## Start
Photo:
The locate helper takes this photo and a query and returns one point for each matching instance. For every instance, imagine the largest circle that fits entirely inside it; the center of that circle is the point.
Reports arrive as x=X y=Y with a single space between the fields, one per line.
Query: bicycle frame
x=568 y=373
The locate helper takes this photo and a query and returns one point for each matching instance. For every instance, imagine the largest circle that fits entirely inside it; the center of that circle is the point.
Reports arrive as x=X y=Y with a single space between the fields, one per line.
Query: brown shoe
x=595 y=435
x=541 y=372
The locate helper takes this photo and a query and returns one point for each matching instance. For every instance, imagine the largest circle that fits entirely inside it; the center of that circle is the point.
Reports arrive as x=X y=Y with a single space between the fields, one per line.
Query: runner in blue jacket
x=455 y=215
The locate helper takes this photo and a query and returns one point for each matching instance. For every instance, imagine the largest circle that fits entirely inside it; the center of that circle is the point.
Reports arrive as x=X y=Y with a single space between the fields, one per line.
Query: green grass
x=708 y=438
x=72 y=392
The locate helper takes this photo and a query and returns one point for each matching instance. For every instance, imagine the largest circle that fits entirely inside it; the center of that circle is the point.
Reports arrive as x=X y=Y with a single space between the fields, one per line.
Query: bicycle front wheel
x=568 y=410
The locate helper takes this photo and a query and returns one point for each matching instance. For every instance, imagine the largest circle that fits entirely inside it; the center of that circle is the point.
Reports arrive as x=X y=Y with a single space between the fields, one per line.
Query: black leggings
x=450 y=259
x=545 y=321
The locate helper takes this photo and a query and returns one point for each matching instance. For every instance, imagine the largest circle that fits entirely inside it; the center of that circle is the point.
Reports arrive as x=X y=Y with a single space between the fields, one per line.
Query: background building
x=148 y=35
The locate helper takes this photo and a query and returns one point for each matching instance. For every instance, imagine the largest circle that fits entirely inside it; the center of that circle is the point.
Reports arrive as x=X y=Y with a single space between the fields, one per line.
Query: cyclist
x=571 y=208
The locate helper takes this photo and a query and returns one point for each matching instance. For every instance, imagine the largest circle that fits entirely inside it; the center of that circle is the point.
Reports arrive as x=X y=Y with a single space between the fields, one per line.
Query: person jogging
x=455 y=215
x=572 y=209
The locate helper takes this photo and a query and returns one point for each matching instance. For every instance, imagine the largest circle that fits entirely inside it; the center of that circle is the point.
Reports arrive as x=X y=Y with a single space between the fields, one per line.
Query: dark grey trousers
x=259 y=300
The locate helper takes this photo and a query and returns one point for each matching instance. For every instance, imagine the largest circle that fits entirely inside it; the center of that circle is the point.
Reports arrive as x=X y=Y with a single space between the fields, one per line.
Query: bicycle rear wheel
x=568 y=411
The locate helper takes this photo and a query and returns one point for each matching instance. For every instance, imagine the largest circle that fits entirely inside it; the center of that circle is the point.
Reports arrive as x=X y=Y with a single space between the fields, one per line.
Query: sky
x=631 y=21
## End
Objective: Copy the records from their beginning through the line containing "x=568 y=373", both ends included, and leave the request lines unchanged. In the answers, scale every coordinate by 2.2 and round it to a whole number, with halves rounded up.

Result of the task:
Photo:
The locate helper takes this photo and a query and returns one point for each matching instance. For every instance, imagine the largest circle that fits entirely inside it; the center of that circle is the point.
Reports arrive as x=X y=Y with a single space between the fields, one per line.
Query: bicycle frame
x=1250 y=821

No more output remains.